* **STATED EXERCISE 1**
In the Clojure comment thread, how does this sentence read in Spanish: "Lazy seqs in Clojure are chunked, 32 items per chunk if I recall."
* **STATED EXERCISE 2**
According to the Clojure comment thread, which variant is best when working with a String?

Why is it so hard to just count characters? What kind of optimization is done when using Java’s regular expressions and how much can the resulting algorithm even differ from our loop-based example? Perhaps I’m just running a not-so-clever JVM (OpenJDK here), perhaps I’m missing something – whatever it is: Any input on this would be greatly appreciated! 

And I will keep on trying.

Written by Yannick

November 18th, 2012 at 11:58 pm

Posted in Clojure

Tagged with , ,

  • maclo

    Hi

    my favourite is this version

    (defn count-a-with-split [string]
    (count (first (split string #”[^a]” 2))))

    concise, lispy and reasonable efficient.
    m

    • http://dev.xscheme.de/ Yannick

      Hi maclo,

      first of all, thanks for your comment. I tried your version and, unfortunately, it is about 9 times slower than the regular expression matching and more than 2 times slower than the loop/recur one. Plus, it does not handle the case where there is no “a” at the beginning nearly as well.

      (time-it count-a-with-split “bbbbbbbbbbbbbbbbbbbbbbbbbaaa”)
      “Elapsed time: 844.545396 msecs”
      (time-it count-a-with-loop “bbbbbbbbbbbbbbbbbbbbbbbbbaaa”)
      “Elapsed time: 191.419734 msecs”

      When working with a String the best variant is an index/String.charAt-based loop (I tried that out today), followed by regular expression matching. However, I’m looking for a solution that operates on (possibly lazy) sequences of characters – and it just seems as if there was too much overhead in the sequence implementation…

  • Austin Yun

    Lazy seqs in Clojure are chunked, 32 items per chunk if I recall. The laziness only has a positive performance impact for *large* data sets I think. Grab a Project Gitenberg .txt of Les Misérables and try it out on that.

    • http://dev.xscheme.de/ Yannick

      I was really just playing around here. The benchmarks are not reliable (no JVM warmup, no “-server” flag, etc…) and the “results” are non-existent. From what I’ve seen since I wrote this, the JVM is really able to optimize access to seqs, lazy or not, but if I really had to access a large file or other kinds of not-yet-in-memory data, I’d probably rely on a plain-old InputStream-based solution.

      That is, if performance really, really matters. The beauty and simplicity of Clojure’s seqs and seq functions shall not be traded for minor gains! ;)

* **RECORDED INFORMATION**

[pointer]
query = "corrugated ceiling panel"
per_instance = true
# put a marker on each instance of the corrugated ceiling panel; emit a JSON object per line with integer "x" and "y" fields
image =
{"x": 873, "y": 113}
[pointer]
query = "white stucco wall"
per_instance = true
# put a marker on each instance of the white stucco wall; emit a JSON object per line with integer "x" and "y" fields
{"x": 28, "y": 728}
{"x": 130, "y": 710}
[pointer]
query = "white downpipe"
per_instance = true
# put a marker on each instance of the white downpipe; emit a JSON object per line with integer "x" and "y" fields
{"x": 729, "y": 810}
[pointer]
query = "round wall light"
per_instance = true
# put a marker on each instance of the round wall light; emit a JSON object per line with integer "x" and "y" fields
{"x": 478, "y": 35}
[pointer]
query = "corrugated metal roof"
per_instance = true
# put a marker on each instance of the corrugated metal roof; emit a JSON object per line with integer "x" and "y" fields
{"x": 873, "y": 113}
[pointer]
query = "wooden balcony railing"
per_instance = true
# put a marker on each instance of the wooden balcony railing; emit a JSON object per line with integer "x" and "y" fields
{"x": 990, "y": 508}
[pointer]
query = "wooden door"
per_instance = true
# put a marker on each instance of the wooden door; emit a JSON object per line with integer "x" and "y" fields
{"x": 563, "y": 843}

* **FULL SOLUTION 1**
En Clojure, las secuencias perezosas se dividen en bloques, de 32 elementos por bloque, si no recuerdo mal.

* **FULL SOLUTION 2**
An index/String.charAt-based loop, followed by regular expression matching.